### What to produce
Rewrite the listing below, swapping each "Coords:" for "Points:" and leaving everything else as it is.

Location labeling records:

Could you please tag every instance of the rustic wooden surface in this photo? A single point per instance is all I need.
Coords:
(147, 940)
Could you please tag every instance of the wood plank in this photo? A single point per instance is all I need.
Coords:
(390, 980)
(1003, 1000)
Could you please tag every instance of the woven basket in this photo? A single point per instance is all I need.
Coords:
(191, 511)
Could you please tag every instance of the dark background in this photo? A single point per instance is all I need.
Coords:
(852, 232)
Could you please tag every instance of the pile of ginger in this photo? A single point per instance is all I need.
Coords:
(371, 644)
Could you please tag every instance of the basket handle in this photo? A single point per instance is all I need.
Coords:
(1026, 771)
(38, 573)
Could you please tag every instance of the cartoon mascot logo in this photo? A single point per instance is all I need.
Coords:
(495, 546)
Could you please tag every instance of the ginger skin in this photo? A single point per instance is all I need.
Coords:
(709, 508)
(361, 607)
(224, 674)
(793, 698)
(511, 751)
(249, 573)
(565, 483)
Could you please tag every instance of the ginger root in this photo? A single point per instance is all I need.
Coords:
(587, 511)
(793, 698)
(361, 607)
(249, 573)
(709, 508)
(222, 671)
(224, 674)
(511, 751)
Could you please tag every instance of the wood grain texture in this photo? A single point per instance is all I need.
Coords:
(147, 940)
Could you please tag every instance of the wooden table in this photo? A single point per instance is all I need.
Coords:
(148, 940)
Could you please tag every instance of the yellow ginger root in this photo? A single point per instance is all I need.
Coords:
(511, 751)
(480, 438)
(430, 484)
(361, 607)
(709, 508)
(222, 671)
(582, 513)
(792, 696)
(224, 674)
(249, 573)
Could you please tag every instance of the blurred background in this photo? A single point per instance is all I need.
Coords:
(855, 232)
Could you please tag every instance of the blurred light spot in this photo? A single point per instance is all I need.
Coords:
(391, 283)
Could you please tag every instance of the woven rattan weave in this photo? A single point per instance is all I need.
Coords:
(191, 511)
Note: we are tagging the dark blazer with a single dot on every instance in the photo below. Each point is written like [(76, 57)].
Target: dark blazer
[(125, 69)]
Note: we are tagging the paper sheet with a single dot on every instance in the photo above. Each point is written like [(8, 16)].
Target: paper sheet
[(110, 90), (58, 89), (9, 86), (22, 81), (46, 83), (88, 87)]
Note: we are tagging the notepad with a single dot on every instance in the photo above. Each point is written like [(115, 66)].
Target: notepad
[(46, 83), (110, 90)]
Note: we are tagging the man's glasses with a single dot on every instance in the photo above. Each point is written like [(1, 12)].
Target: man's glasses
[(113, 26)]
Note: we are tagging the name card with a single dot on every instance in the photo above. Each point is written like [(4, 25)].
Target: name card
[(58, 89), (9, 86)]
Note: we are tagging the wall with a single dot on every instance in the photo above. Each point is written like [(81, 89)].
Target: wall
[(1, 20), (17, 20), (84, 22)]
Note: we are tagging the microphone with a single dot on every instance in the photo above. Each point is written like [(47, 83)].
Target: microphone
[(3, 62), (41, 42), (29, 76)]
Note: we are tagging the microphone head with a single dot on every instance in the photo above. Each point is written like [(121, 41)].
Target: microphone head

### Solution below
Could you please tag every instance of the rustic wooden surface in this photo? A single point per instance is all I need.
Points:
(147, 940)
Could you please tag every instance of the wood plank in this photo? A single point per instance is all I need.
Points:
(390, 980)
(1003, 1000)
Could you please tag every instance of the woven basket in this photo? A single point per instance is all I need.
Points:
(191, 511)
Could you please tag every instance of the dark background in this photo? A single point per instance is all I need.
Points:
(852, 232)
Could you please tag every instance of the pile of ginger in this photo? A single point per instance is all I need.
Points:
(371, 644)
Could you please tag every instance of the basket handle in this photo? A single point per instance is all I need.
Points:
(1026, 771)
(38, 573)
Could you please tag every instance of the cartoon mascot logo in this photo? A single point per instance is all I need.
Points:
(495, 546)
Could you please tag every instance of the ginger skin in this photo? A single point per instance is all I need.
Points:
(709, 508)
(361, 607)
(224, 674)
(793, 698)
(511, 751)
(249, 573)
(565, 483)
Could you please tag every instance of the ginger root in this photo? A single point per instance is all I need.
Points:
(587, 511)
(793, 698)
(361, 607)
(249, 573)
(709, 508)
(222, 671)
(224, 674)
(511, 751)
Could you please tag every instance of the wood grain texture in this photo? A single point per instance is all I need.
Points:
(147, 940)
Could you please tag every instance of the wooden table in this photo? A single point per instance is all I need.
Points:
(148, 940)
Could you please tag every instance of the yellow ginger root in this photo? A single point per instance is all I need.
Points:
(511, 751)
(480, 438)
(430, 484)
(361, 607)
(709, 508)
(222, 671)
(582, 513)
(792, 696)
(224, 674)
(249, 573)
Could you please tag every instance of the blurred background in this photo? A single point per instance is all I need.
Points:
(855, 232)
Could you please tag every instance of the blurred light spot in this photo? A single point per instance is all I need.
Points:
(391, 283)
Could you please tag every instance of the woven rattan weave in this photo? A single point per instance is all I need.
Points:
(191, 511)
Note: we are tagging the dark blazer with a single dot on every instance in the photo below. Each point is written like [(76, 57)].
Target: dark blazer
[(125, 69)]
Note: we are tagging the paper sheet with a single dot on every instance in the photo above. Each point is written like [(8, 16)].
Target: paper sheet
[(110, 90), (58, 89), (9, 86), (22, 81), (46, 83), (88, 87)]
Note: we are tagging the notepad with a single dot on every instance in the photo above. Each point is written like [(115, 66)].
Target: notepad
[(46, 83), (110, 90)]
Note: we are tagging the man's glasses with a single dot on every instance in the photo above. Each point is written like [(1, 12)].
Target: man's glasses
[(113, 26)]
Note: we are tagging the name card with a single dot on every instance in the photo above. Each point is written like [(4, 25)].
Target: name card
[(58, 89), (9, 86)]
Note: we are tagging the wall with a single dot on every instance in the photo above. Each point is written like [(81, 89)].
Target: wall
[(1, 20), (17, 20), (84, 22)]
Note: we are tagging the microphone with a single dot on every instance in the photo above. Each point is written like [(47, 83)].
Target: microphone
[(3, 62), (41, 42), (29, 76)]
Note: we are tagging the microphone head with a single dot on every instance in the photo above. Each point is written like [(121, 41)].
Target: microphone head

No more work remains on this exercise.